- [Exercise instructions] The result should be an exact copy of every record, with no pictures kept.

Items listed in a dataset
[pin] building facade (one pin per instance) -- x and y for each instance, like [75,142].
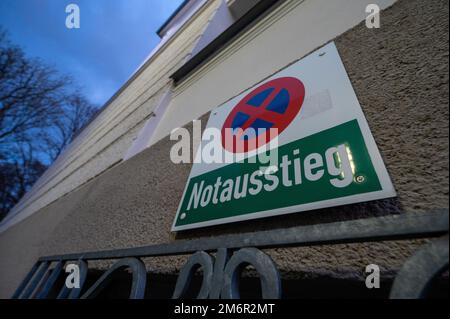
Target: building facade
[116,187]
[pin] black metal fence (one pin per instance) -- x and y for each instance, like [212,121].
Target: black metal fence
[232,253]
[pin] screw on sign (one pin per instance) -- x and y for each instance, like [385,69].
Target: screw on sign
[273,105]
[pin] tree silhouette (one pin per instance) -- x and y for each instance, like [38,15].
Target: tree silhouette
[41,111]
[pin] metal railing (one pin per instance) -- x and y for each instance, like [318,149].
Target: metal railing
[221,271]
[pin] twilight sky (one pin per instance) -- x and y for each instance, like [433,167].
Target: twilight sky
[114,38]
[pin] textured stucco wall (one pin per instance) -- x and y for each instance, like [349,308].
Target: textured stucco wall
[400,75]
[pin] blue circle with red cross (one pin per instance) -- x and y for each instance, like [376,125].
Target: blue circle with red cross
[273,105]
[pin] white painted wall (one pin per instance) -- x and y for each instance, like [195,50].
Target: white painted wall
[287,34]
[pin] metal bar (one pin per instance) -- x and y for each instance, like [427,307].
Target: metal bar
[404,226]
[35,280]
[26,280]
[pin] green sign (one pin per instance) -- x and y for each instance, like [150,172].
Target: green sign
[329,167]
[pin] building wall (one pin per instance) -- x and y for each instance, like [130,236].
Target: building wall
[106,140]
[400,75]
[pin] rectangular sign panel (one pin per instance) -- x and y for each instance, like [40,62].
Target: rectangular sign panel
[304,144]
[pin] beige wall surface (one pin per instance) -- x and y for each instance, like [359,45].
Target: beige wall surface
[400,75]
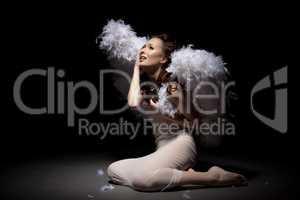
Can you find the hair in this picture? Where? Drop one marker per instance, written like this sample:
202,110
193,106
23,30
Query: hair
169,45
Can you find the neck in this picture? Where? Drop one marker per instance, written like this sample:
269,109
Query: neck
156,74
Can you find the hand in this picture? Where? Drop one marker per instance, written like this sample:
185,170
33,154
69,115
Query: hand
137,60
153,105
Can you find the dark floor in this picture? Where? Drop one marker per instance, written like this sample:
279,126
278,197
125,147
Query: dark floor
78,176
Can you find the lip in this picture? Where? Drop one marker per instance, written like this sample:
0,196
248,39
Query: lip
142,57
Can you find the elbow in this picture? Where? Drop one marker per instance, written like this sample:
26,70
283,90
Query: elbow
133,104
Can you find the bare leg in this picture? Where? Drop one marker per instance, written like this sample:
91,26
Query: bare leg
215,176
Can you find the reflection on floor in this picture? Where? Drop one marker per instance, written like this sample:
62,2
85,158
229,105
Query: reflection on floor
81,176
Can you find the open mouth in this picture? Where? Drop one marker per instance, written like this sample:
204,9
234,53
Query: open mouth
142,58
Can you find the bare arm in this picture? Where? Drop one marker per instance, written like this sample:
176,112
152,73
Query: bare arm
134,95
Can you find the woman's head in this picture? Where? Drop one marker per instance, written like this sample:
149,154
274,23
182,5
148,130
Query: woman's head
156,53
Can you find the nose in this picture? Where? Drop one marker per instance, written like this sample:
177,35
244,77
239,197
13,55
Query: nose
143,50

- [Output of the exercise]
[pin] building facade (one pin per instance) -- x and y for each instance, like [75,142].
Target: building facade
[116,187]
[pin] black metal fence (one pin per instance) -- x and y for each instance, like [212,121].
Target: black metal fence
[232,253]
[pin] screw on sign (one pin per instance) -- x and y for each instance, like [385,69].
Target: screw on sign
[273,105]
[pin] tree silhouette (one pin per instance) -- x and y for each instance, like [38,15].
Target: tree silhouette
[41,111]
[pin] metal railing (one pin per instance) -- x and y for each instance, like [318,149].
Target: metal railing
[221,271]
[pin] twilight sky (one pin per instance) -- x and y for each instance, like [433,167].
Target: twilight sky
[114,38]
[pin] textured stucco wall (one pin per instance) -- x and y for each instance, like [349,308].
Target: textured stucco wall
[400,75]
[pin] blue circle with red cross (one pin per instance) -- x and y for each instance, like [376,125].
Target: blue circle with red cross
[273,105]
[pin] white painted wall (one pin per instance) -- x and y for each instance, like [195,50].
Target: white painted wall
[287,34]
[pin] metal bar (one pin per instance) -- x and y for each instance, like [427,307].
Target: metal bar
[404,226]
[35,280]
[26,280]
[pin] green sign (one pin per instance) -- x and y for each instance, like [150,172].
Target: green sign
[329,167]
[pin] building wall (one pin per instance) -- x and y for each instance, like [130,236].
Target: building wall
[106,140]
[400,75]
[pin] rectangular sign panel (one pin per instance) -- x and y for each instance, like [40,62].
Target: rectangular sign panel
[304,144]
[pin] beige wall surface (one pin per instance) -- x and y for each instance, like [359,45].
Target: beige wall surface
[400,75]
Can you find the hair in this picture? Where? Drop one marker per instance, written like this sample:
202,110
193,106
23,30
Query: hair
169,45
Can you find the neck in this picture? Where? Drop one marker per instance, written like this sample:
269,109
Query: neck
156,74
Can you find the hand in this picture? Where? Drop one marker per instance, written like this sample:
185,170
33,154
69,115
Query: hand
137,60
153,105
Can you find the dark floor in this picture? Where? Drop one marker per instance, written like this sample:
279,126
278,197
125,147
Query: dark floor
78,176
Can you find the lip in this picture? Where? Drop one marker per instance, written like this sample:
0,196
248,39
Query: lip
142,57
Can you find the elbow in this picture? Where? Drop one marker per instance, written like this sample:
26,70
283,90
Query: elbow
133,104
Can you find the bare leg in this picture? Where? Drop one marker per instance, written like this sample:
91,26
Query: bare leg
215,176
Can you find the reflection on floor in this picture? Where? Drop one marker per instance, written like this sample:
62,2
85,158
229,105
Query: reflection on floor
81,176
Can you find the open mouth in this picture? Where? Drop one marker per instance, written like this sample:
204,9
234,53
Query: open mouth
142,58
Can you find the bare arm in this picture? Where? Drop one marker per instance, written like this sample:
176,112
152,73
Query: bare arm
134,95
Can you find the woman's head in this picture? Where? Drop one marker per instance, written like this sample:
149,154
274,23
182,5
148,130
Query: woman's head
156,53
Can you find the nose in this picture? Where? Drop one marker per instance, written like this sample:
177,35
244,77
239,197
13,55
Query: nose
143,50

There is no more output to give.